CHALLENGE >>
Format the lines below as a JSON list of strings, one string per line, omitting blank lines.

DATA FOR THIS TASK >>
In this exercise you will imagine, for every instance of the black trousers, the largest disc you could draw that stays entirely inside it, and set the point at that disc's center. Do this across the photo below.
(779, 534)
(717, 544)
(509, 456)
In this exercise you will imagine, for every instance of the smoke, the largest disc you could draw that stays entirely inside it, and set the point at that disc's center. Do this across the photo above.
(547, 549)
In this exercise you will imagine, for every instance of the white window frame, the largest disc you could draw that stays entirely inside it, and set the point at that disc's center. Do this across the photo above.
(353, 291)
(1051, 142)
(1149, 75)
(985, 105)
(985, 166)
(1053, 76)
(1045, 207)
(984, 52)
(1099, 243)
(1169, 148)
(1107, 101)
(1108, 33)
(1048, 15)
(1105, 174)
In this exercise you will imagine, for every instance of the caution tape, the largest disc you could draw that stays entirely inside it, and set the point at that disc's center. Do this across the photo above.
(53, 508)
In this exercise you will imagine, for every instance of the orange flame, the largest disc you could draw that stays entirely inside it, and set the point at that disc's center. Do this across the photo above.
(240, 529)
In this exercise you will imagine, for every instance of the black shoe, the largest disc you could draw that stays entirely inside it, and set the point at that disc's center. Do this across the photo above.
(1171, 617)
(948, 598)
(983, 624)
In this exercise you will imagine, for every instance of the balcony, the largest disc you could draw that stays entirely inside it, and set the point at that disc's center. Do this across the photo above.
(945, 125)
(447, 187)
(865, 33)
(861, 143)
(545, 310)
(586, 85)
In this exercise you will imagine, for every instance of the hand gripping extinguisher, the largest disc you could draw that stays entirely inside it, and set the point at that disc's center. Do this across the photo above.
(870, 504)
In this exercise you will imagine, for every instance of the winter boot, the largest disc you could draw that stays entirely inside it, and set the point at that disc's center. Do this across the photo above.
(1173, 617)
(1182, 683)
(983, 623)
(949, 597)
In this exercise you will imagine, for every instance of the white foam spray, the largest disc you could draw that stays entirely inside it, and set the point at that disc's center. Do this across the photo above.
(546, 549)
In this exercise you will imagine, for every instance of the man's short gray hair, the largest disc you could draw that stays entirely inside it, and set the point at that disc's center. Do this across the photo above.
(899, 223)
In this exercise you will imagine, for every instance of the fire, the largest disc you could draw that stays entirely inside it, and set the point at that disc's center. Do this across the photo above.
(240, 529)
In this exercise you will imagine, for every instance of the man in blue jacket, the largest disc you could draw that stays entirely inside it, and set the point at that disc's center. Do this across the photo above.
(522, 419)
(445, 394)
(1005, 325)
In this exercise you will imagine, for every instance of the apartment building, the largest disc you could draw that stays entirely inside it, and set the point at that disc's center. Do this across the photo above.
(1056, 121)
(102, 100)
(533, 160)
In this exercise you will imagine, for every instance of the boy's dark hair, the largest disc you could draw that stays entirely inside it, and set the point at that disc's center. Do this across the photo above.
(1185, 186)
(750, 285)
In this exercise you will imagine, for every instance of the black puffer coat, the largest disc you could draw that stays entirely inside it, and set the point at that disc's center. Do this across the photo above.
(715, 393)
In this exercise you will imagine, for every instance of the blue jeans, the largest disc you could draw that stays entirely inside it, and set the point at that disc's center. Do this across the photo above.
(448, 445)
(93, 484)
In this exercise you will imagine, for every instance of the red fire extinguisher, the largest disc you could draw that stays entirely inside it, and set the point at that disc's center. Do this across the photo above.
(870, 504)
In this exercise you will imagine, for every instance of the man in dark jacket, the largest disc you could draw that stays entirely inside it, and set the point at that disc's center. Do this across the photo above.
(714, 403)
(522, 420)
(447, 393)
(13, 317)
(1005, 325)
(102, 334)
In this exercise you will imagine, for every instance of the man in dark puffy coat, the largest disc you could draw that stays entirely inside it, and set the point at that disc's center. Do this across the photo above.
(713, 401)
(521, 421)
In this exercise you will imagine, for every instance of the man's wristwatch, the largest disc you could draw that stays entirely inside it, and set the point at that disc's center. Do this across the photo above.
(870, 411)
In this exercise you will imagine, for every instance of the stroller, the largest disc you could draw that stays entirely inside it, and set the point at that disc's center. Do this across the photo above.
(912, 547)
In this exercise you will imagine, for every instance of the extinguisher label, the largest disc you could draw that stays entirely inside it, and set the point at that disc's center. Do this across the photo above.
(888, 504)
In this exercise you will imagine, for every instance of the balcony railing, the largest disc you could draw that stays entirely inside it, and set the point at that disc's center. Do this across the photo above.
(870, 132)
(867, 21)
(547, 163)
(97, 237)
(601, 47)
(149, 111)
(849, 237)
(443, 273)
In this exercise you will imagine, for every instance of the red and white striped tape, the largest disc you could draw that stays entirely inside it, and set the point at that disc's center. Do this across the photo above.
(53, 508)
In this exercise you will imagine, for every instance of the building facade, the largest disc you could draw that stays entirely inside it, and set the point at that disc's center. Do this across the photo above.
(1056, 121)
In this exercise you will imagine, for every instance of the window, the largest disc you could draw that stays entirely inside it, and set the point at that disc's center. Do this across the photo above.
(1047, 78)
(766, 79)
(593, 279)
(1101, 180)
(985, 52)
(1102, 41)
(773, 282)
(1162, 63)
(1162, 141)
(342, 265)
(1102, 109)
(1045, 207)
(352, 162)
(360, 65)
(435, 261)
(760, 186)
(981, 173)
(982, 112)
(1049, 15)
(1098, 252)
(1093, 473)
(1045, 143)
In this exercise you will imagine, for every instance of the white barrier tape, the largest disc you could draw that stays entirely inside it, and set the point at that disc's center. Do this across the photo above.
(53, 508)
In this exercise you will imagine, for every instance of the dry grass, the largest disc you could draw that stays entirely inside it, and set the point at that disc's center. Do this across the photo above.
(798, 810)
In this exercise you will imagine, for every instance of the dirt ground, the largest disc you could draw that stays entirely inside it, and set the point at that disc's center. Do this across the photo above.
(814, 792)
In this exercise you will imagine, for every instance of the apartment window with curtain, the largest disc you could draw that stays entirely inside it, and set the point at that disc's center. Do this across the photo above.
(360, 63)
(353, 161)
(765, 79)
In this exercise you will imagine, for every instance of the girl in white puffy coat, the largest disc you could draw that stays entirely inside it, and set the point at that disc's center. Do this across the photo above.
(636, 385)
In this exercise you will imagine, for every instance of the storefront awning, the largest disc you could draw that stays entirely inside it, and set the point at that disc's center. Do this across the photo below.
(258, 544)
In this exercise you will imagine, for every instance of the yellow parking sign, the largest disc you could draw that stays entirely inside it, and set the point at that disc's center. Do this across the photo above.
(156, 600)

ANSWER TO THIS TASK >>
[
  "In this exercise you will imagine, for every instance of the black trousers, the largest disc you could draw that stays entirely inside it, and set the point at that disc's center. Do this across the photo below.",
  "(779, 534)",
  "(717, 544)",
  "(509, 456)",
  "In this exercise you will imagine, for every instance of the smoke, the largest disc you could draw that stays entirely inside it, and set the point at that disc's center. Do this across the photo above.",
  "(547, 549)",
  "In this exercise you will imagine, for every instance of the white window frame, the largest disc you could draw that stays entirely inside it, and set the point at that disc's center. Do this across the photo above.",
  "(353, 291)",
  "(1051, 142)",
  "(1149, 75)",
  "(985, 105)",
  "(985, 166)",
  "(1053, 76)",
  "(1045, 207)",
  "(984, 52)",
  "(1099, 243)",
  "(1169, 148)",
  "(1107, 101)",
  "(1108, 33)",
  "(1048, 15)",
  "(1105, 174)",
  "In this exercise you will imagine, for every instance of the caution tape, the largest disc you could draw that stays entirely inside it, and set the point at that disc's center. Do this across the photo above.",
  "(53, 508)",
  "In this exercise you will imagine, for every instance of the orange flame, the largest disc you could draw that stays entirely inside it, and set the point at that disc's center. Do this across the photo above.",
  "(240, 529)",
  "In this exercise you will imagine, for every instance of the black shoe, the largest disc you could draw that stays entirely inside it, and set the point at that disc's center. Do this across the photo above.",
  "(1171, 617)",
  "(948, 598)",
  "(983, 624)",
  "In this exercise you will imagine, for every instance of the balcony, the largest disc you could draw that stays entirely inside it, and set the point at that disc's center. Do this across the photo above.",
  "(945, 125)",
  "(447, 187)",
  "(865, 33)",
  "(861, 143)",
  "(545, 310)",
  "(586, 85)",
  "In this exercise you will imagine, for every instance of the hand gripping extinguisher, the largest disc you could draw that stays entirely inside it, and set the point at that disc's center. Do this across the photo above.",
  "(870, 504)",
  "In this exercise you will imagine, for every instance of the winter boot, the largest disc you could draw that stays entirely inside it, and set the point at that disc's center. Do this across the photo above.",
  "(1173, 617)",
  "(1182, 683)",
  "(983, 623)",
  "(949, 597)",
  "In this exercise you will imagine, for every instance of the white foam spray, the largest disc you could draw that stays entirely inside it, and set the point at that disc's center. Do this across the photo above.",
  "(546, 549)",
  "In this exercise you will imagine, for every instance of the man's short gray hair, the largest disc you could draw that stays entirely inside it, and set the point at that disc's center. Do this across the photo above.",
  "(899, 223)",
  "In this exercise you will imagine, for every instance of the fire, the largest disc you could draw that stays entirely inside it, and set the point at that disc's center. Do this across the photo above.",
  "(240, 529)",
  "In this exercise you will imagine, for every instance of the man in blue jacket, the largest disc you could draw that stays entirely inside it, and set the point at that disc's center. Do this across the photo above.",
  "(522, 419)",
  "(445, 394)",
  "(1005, 325)",
  "In this exercise you will imagine, for every instance of the apartment building, the largest disc you could draw that stays entirely inside it, and set the point at that disc's center. Do this across the photo above.",
  "(1056, 121)",
  "(102, 100)",
  "(533, 160)",
  "In this exercise you will imagine, for every instance of the boy's dark hair, the largest disc you could draw that stays entirely inside it, and set the point at that disc's center. Do this across the photo above.",
  "(1185, 186)",
  "(750, 285)",
  "In this exercise you will imagine, for every instance of the black puffer coat, the largest disc you could draw that stays entirely inside it, and set the point at that disc's center. Do this across the photo above.",
  "(715, 393)",
  "In this exercise you will imagine, for every instance of the blue jeans, the largest disc you could draw that stays entirely inside it, and set the point at that disc's center. Do this across the photo above.",
  "(448, 445)",
  "(93, 484)",
  "In this exercise you will imagine, for every instance of the red fire extinguisher, the largest disc you could draw that stays entirely inside it, and set the point at that disc's center. Do this across the photo above.",
  "(870, 504)",
  "In this exercise you will imagine, for every instance of the man in dark jacket, the largest disc you could draw that stays entirely inside it, and set the point at that disc's center. Do this across the photo above.",
  "(714, 403)",
  "(522, 420)",
  "(447, 393)",
  "(13, 317)",
  "(1005, 325)",
  "(102, 334)",
  "In this exercise you will imagine, for every instance of the man in dark puffy coat, the largest disc you could draw that stays entirely inside it, and set the point at that disc's center. Do this across the photo above.",
  "(713, 401)",
  "(521, 421)",
  "In this exercise you will imagine, for every instance of the man's wristwatch, the largest disc you could draw that stays entirely inside it, and set the point at that disc's center. Do this across the photo above.",
  "(870, 411)",
  "In this exercise you will imagine, for every instance of the stroller, the largest disc you could draw that stays entirely inside it, and set the point at that disc's center. Do this across the photo above.",
  "(912, 547)",
  "In this exercise you will imagine, for every instance of the extinguisher label, the largest disc you could draw that stays entirely inside it, and set the point at that disc's center. Do this across the photo above.",
  "(888, 504)",
  "In this exercise you will imagine, for every instance of the balcony railing, the largest disc you could draw that stays entirely inside it, and set the point at that disc's center. Do this across the photo above.",
  "(870, 132)",
  "(867, 21)",
  "(547, 163)",
  "(97, 237)",
  "(601, 47)",
  "(149, 111)",
  "(849, 237)",
  "(443, 273)",
  "In this exercise you will imagine, for every instance of the red and white striped tape, the largest disc you could draw that stays entirely inside it, and set the point at that disc's center. Do this across the photo above.",
  "(53, 508)",
  "In this exercise you will imagine, for every instance of the building facade, the largest disc you could draw that stays entirely inside it, and set the point at that disc's center. Do this across the photo above.",
  "(1056, 121)",
  "In this exercise you will imagine, for every instance of the window, the largest disc you could draw that stays entirely inside it, and set the point at that disc's center. Do this across the photo above.",
  "(1047, 78)",
  "(766, 79)",
  "(593, 279)",
  "(1101, 180)",
  "(985, 52)",
  "(1102, 41)",
  "(773, 282)",
  "(1162, 63)",
  "(1162, 141)",
  "(342, 265)",
  "(1102, 109)",
  "(1045, 207)",
  "(352, 162)",
  "(360, 65)",
  "(435, 261)",
  "(760, 186)",
  "(981, 173)",
  "(982, 112)",
  "(1049, 15)",
  "(1098, 252)",
  "(1093, 473)",
  "(1045, 143)",
  "In this exercise you will imagine, for every instance of the white barrier tape, the largest disc you could draw that stays entirely inside it, and set the point at that disc's center. Do this across the photo above.",
  "(53, 508)",
  "In this exercise you will imagine, for every instance of the dry grass, the largest disc you could draw that stays entirely inside it, and set the point at that disc's center. Do this across the photo above.",
  "(798, 810)",
  "In this exercise you will imagine, for every instance of the dirt ground, the largest disc you could draw that stays entirely inside it, and set the point at that disc's center. Do this across the photo above.",
  "(814, 792)",
  "In this exercise you will imagine, for every instance of the apartment window with curtain, the largest disc you could draw that stays entirely inside it, and set the point at that disc's center. Do this across the photo above.",
  "(360, 63)",
  "(353, 161)",
  "(765, 79)",
  "In this exercise you will imagine, for every instance of the girl in white puffy coat, the largest disc you could draw that stays entirely inside it, and set the point at that disc's center. Do this across the photo above.",
  "(636, 385)",
  "In this exercise you will imagine, for every instance of the storefront awning, the largest disc you could draw that stays entirely inside it, and set the point at that disc's center. Do this across the photo below.",
  "(258, 544)",
  "In this exercise you will imagine, for every instance of the yellow parking sign, the largest disc you could draw that stays entirely inside it, and set the point at that disc's center. Do this across the photo above.",
  "(156, 600)"
]